→ **CONSIGNE**:
Poursuivez s'il vous plaît le texte à lire ci-dessous, une décision de justice sur le relogement d'un syndicat dans la nouvelle bourse du travail de Lille, à la suite de sa dernière phrase.

→ **TEXTE À LIRE**:
----------------

7. En quatrième et dernier lieu, si l'Union locale des syndicats Confédération Générale du Travail de Lille et environs soutient que la décision attaquée a été prise dans le but de la contraindre à conclure un nouveau contrat de bail, elle n'est pas fondée à soutenir que les conditions d'occupation de l'ancienne bourse du travail, notamment l'absence de stipulation d'un loyer, devaient s'appliquer à un ensemble immobilier différent. L'organisation syndicale n'est pas davantage fondée à soutenir qu'il aurait été procédé à son relogement par mise en œuvre de la clause de force majeure alors que ce relogement s'inscrit dans un déménagement global des organisations syndicales auparavant hébergées à Lille dans les locaux de l'ancienne bourse du travail. En tout état de cause, il ne ressort d'aucune pièce du dossier que la condition relative à une occupation régulière des locaux mis à disposition par la commune de Lille dans la nouvelle bourse du travail serait étrangère à l'intérêt général alors qu'au demeurant, la subvention accordée au titre de l'année 2016 a été majorée, en comparaison à celle précédemment accordée au titre de l'année 2015, du montant du loyer annuel prévu par le bail en question. Le moyen tiré du détournement de pouvoir doit donc également être écarté.

----------------

→ **DONNÉES ENREGISTRÉES**:
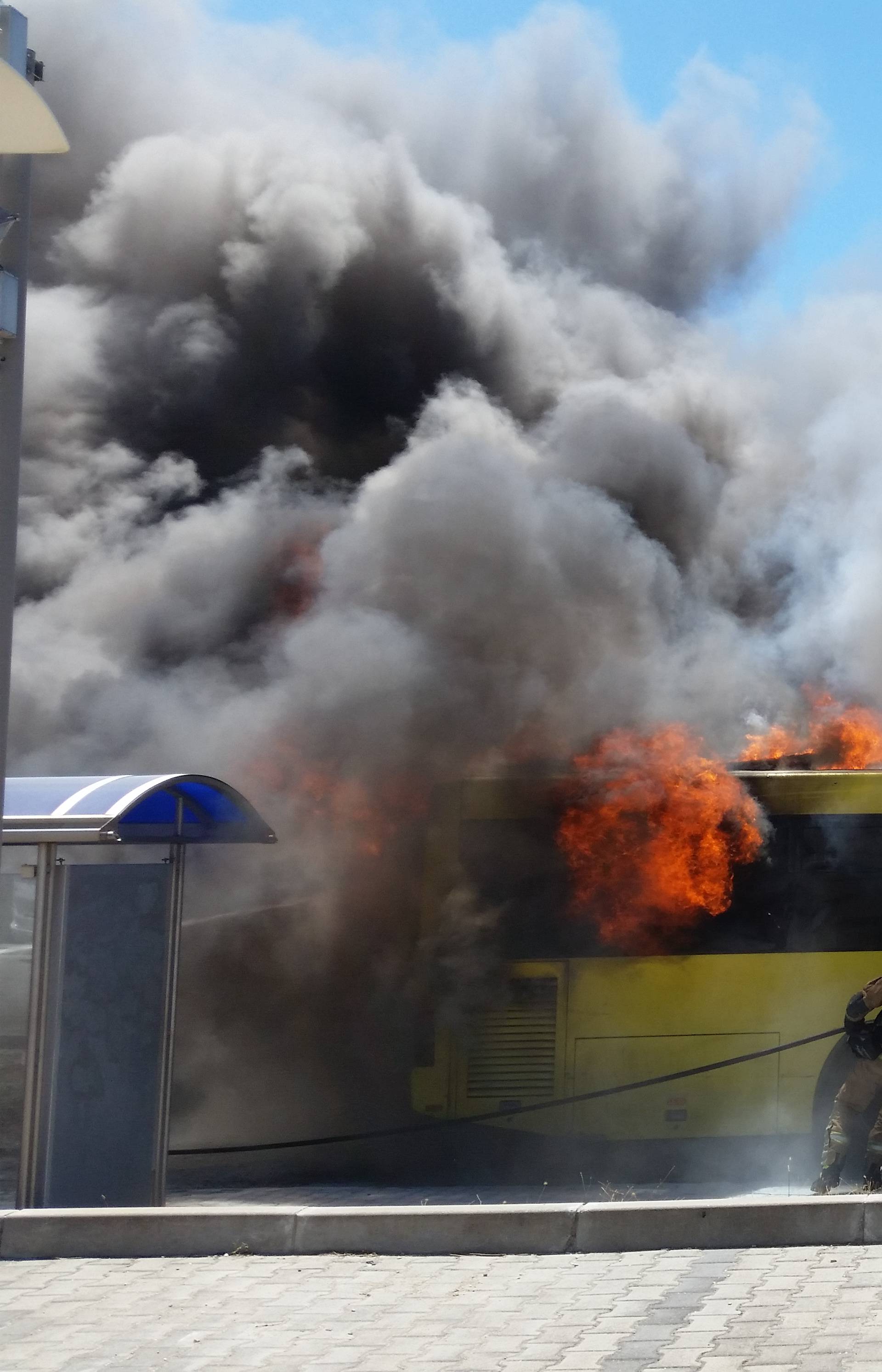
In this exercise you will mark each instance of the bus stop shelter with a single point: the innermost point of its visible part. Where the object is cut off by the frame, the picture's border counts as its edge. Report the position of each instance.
(105, 936)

----------------

→ **RÉPONSE ATTENDUE**:
8. Il résulte de ce qui a été dit aux points 2 à 7 que l'Union locale des syndicats Confédération Générale du Travail de Lille et environs n'est pas fondée à soutenir que c'est à tort que les premiers juges ont rejeté sa demande tendant à l'annulation de la décision du 12 décembre 2016 par laquelle le maire de Lille lui a refusé de faire procéder au versement de la subvention de fonctionnement votée au titre de l'année 2016 ainsi que, par voie de conséquence, les conclusions aux fins d'injonction dont cette demande était assortie.
En ce qui concerne les conclusions indemnitaires :
9. Il résulte de ce qui a été dit aux points 2 à 8 que la commune de Lille, en refusant de verser à l'Union locale des syndicats Confédération Générale du Travail de Lille et environs la subvention de fonctionnement au titre de l'année 2016, n'a commis aucune illégalité fautive susceptible d'engager sa responsabilité.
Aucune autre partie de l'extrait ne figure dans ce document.